▶ _TASK DETAILS_: Make an exact copy of all the material below, apart from the pictures.

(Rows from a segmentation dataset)
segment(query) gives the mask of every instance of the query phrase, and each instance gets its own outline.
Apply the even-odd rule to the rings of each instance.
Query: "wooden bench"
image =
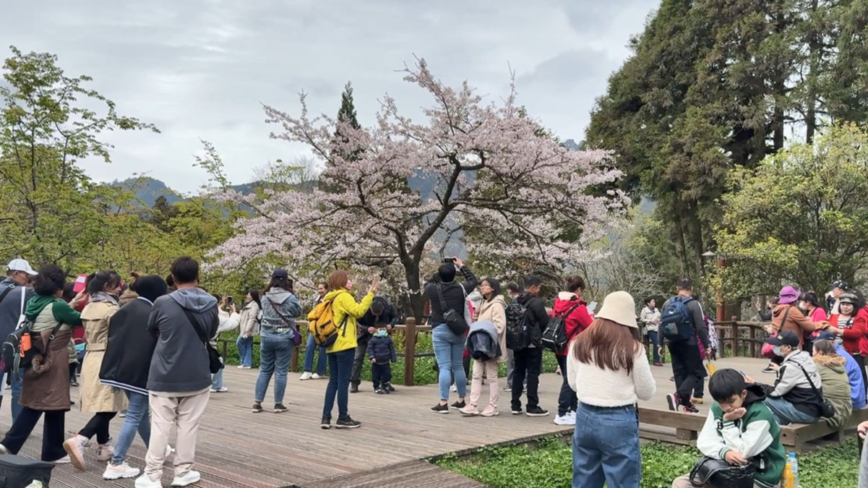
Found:
[[[648,425],[670,427],[675,429],[675,437],[679,440],[696,440],[702,426],[705,425],[707,414],[688,414],[659,410],[655,408],[639,407],[639,422]],[[788,450],[801,453],[807,443],[831,436],[831,440],[843,442],[844,431],[854,429],[857,425],[868,420],[868,408],[853,412],[849,422],[841,429],[832,429],[824,421],[814,424],[791,424],[781,427],[781,442]]]

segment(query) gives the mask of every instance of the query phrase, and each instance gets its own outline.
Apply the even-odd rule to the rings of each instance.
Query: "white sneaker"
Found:
[[[119,480],[127,478],[135,478],[141,471],[138,468],[131,468],[129,464],[123,463],[115,466],[109,463],[105,468],[105,473],[102,474],[104,480]]]
[[[198,471],[187,471],[184,476],[175,476],[175,479],[172,480],[172,486],[190,486],[193,483],[198,483],[201,479],[202,476]]]
[[[147,474],[143,474],[136,478],[136,488],[163,488],[160,480],[154,481]]]
[[[576,425],[576,418],[570,416],[569,413],[564,414],[563,416],[558,415],[555,417],[555,424],[557,425]]]

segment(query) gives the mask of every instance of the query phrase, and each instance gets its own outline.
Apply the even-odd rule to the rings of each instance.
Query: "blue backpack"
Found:
[[[691,297],[675,296],[663,307],[660,317],[660,327],[663,337],[669,342],[688,341],[696,332],[693,327],[693,317],[687,309]]]

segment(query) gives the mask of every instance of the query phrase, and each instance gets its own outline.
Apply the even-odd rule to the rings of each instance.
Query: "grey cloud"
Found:
[[[205,181],[192,167],[213,142],[235,182],[277,158],[309,155],[268,138],[261,104],[290,113],[308,93],[311,113],[335,115],[347,81],[363,124],[393,96],[420,117],[430,103],[396,70],[424,57],[450,84],[468,80],[499,99],[516,72],[519,103],[565,138],[580,138],[594,98],[628,55],[657,0],[407,2],[403,0],[42,0],[4,2],[0,46],[59,56],[70,75],[121,114],[162,134],[111,132],[114,163],[87,162],[95,178],[147,169],[181,191]],[[617,4],[617,5],[613,5]],[[5,54],[5,53],[4,53]]]

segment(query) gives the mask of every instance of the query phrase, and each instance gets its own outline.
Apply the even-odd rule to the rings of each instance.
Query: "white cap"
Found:
[[[27,261],[25,261],[23,259],[13,259],[12,261],[9,261],[9,265],[6,266],[6,270],[7,271],[23,271],[23,272],[29,274],[30,276],[36,276],[39,274],[36,271],[33,271],[33,268],[30,267],[30,263],[28,263]]]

▶ _ANSWER TO THIS EXERCISE_:
segment(query) gives the mask of every instance of the query phrase, and each instance gets its own outline.
Apply the even-odd rule to the rings of each instance.
Query: "wooden bench"
image =
Found:
[[[648,425],[670,427],[675,429],[675,437],[679,440],[696,440],[702,426],[705,425],[707,414],[688,414],[659,410],[655,408],[639,407],[639,422]],[[788,450],[801,453],[807,443],[831,436],[831,440],[843,442],[844,431],[854,429],[857,425],[868,420],[868,408],[853,412],[849,422],[841,429],[832,429],[824,421],[814,424],[791,424],[781,427],[781,442]]]

segment(query) gives the mask of every instance of the query phrase, and each instance gets its own outline.
Apply the even-odd rule to the rings of each instance.
Query: "white sneaker"
Found:
[[[119,480],[127,478],[135,478],[141,471],[138,468],[131,468],[129,464],[123,463],[115,466],[109,463],[105,468],[105,473],[102,474],[104,480]]]
[[[198,471],[187,471],[184,476],[175,476],[175,479],[172,480],[172,486],[190,486],[193,483],[198,483],[201,479],[202,476]]]
[[[147,474],[143,474],[136,478],[136,488],[163,488],[160,480],[154,481]]]
[[[576,425],[576,418],[570,416],[569,413],[564,414],[563,416],[558,415],[555,417],[555,424],[557,425]]]

segment(query) gives the mask of every instance of the query phrase, and each instance gets its own outline.
Apply the even-odd rule to the rings of each instance.
Query: "blue backpack"
Found:
[[[691,297],[675,296],[663,307],[660,317],[660,327],[663,337],[669,342],[688,341],[696,332],[693,327],[693,317],[687,309]]]

segment(query) gives the mask of every instance of the query phrase, and each instance gets its own outline.
Apply the even-odd rule to the rings of each instance.
Query: "grey cloud"
Found:
[[[205,181],[192,167],[213,142],[235,182],[277,158],[309,155],[268,138],[261,104],[290,113],[308,93],[311,113],[335,115],[347,81],[363,124],[393,96],[420,117],[430,103],[396,70],[424,57],[450,84],[468,80],[499,99],[516,72],[519,103],[565,138],[580,138],[594,98],[628,55],[657,0],[407,2],[403,0],[42,0],[4,2],[0,46],[59,56],[70,75],[121,114],[162,134],[111,132],[114,163],[87,162],[95,178],[147,169],[181,191]],[[617,4],[617,5],[613,5]],[[5,54],[5,53],[4,53]]]

segment(query) gives the mask of every instance of the query phrase, and each instance gets its own outline.
Apply the even-odd rule to the rings of each instance.
Query: "white cap"
Found:
[[[27,261],[25,261],[23,259],[13,259],[12,261],[9,261],[9,265],[6,266],[6,270],[7,271],[23,271],[23,272],[29,274],[30,276],[36,276],[39,274],[36,271],[33,271],[33,268],[30,267],[30,263],[28,263]]]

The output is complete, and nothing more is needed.